> [MATERIALS PROVIDED]
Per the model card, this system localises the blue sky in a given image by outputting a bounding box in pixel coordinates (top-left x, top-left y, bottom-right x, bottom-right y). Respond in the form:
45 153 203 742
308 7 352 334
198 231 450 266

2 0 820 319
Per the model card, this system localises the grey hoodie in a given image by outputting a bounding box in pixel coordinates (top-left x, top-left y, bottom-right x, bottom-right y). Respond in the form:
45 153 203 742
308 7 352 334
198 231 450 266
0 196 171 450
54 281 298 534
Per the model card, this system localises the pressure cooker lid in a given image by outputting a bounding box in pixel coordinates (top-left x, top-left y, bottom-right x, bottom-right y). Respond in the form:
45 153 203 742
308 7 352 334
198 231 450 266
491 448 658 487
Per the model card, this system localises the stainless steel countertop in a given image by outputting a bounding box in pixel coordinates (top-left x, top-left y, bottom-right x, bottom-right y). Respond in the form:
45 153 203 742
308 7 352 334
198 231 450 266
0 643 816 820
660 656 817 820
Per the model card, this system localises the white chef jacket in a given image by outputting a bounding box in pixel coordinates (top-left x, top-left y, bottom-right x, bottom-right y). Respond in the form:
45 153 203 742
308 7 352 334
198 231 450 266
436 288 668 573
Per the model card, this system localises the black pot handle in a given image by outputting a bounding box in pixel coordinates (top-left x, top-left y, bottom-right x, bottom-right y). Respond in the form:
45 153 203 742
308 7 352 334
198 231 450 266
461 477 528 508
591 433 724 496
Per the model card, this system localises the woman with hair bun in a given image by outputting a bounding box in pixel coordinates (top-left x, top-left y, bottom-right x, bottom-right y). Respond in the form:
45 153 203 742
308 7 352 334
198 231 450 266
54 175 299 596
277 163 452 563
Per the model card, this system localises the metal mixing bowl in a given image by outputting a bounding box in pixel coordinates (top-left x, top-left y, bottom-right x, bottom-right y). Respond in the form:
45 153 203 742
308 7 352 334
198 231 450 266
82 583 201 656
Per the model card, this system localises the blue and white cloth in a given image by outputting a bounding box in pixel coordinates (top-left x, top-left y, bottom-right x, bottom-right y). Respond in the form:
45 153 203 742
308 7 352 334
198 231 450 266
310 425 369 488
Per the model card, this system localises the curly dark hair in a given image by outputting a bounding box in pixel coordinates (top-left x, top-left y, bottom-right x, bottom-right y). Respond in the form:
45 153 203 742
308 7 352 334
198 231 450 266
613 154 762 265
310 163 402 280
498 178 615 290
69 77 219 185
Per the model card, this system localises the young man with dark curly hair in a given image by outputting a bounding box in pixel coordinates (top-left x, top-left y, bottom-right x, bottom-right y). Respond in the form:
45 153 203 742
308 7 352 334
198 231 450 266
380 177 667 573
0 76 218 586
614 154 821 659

> [EXERCISE BRIEF]
Each record must be restated word for word, including the last line.

> [EXPECTED OUTPUT]
Per the model card, this system localises the blue sky in a given image by outputting a bounding box in pixel coordinates (top-left x, top-left y, bottom-right x, bottom-right y). Respond in the form:
45 153 203 742
308 7 352 334
198 231 450 266

2 0 820 319
Per the model card, this system localises the grey hoodie in a given image by outputting a bounding box in pixel coordinates (top-left x, top-left y, bottom-right x, bottom-right y). Respond in the form:
45 153 203 742
308 7 352 334
198 231 450 266
0 196 171 450
54 281 298 534
Per the model card, this system localises the pressure cooker lid in a given image by outputting a bounding box in pixel coordinates (top-left x, top-left y, bottom-right x, bottom-right y). Respond in the form:
45 153 203 742
308 7 352 334
198 231 450 266
491 448 658 487
Per the model card, this system localises the stainless steel countertop in a given image by outputting a bounding box in pixel coordinates (top-left x, top-left y, bottom-right x, bottom-right y). Respond in the form:
45 153 203 742
308 7 352 334
198 231 450 266
0 643 816 820
660 656 817 820
Per the model card, this system localises the white chef jacket in a given image by outputting a bounding box in pixel coordinates (top-left x, top-left y, bottom-right x, bottom-right y). Respond in the form:
45 153 203 742
308 7 352 334
198 231 450 266
436 288 668 573
Per the model card, this system localises the black pot handle in a given image by outputting a bounding box in pixel coordinates (top-left x, top-left y, bottom-right x, bottom-right y). Respond in the form:
45 153 203 742
308 7 352 334
198 231 450 266
461 477 528 508
591 433 724 496
Per the model card, this system localises the woman with hair bun in a given image by outputting a bounding box in pixel coordinates (top-left x, top-left y, bottom-right x, bottom-right y). Respond in the form:
45 153 203 742
308 7 352 334
198 231 450 266
54 175 299 596
277 163 452 563
Per the model card, this system localises the metal mixing bowl in a given image by outputting a bounding box in pixel coordinates (top-left x, top-left y, bottom-right x, bottom-right y). Respond in the form:
45 153 203 742
308 7 352 334
198 231 450 266
82 583 201 656
Per the model card, this system localises the blue and white cloth in a given image by outputting a bounding box in pixel coordinates (top-left x, top-left y, bottom-right x, bottom-right y). Respond in the form:
45 153 203 742
308 7 352 334
198 231 450 266
310 425 369 488
Per the model card, this system localises the curly dark hair in a given image by outputting a bounding box in pixel coordinates (top-left x, top-left y, bottom-right x, bottom-right y). Respond in the form:
45 153 203 742
308 7 352 334
198 231 450 266
613 154 762 265
310 163 402 280
498 178 615 290
69 77 219 185
Per the model card, this system localises the young man with dark curly hair in a given image by outputting a bounding box in pixel coordinates (top-left x, top-left y, bottom-right x, bottom-right y). Respond in the form:
45 153 203 742
308 7 352 334
198 231 450 266
380 177 667 573
0 76 218 586
614 154 821 659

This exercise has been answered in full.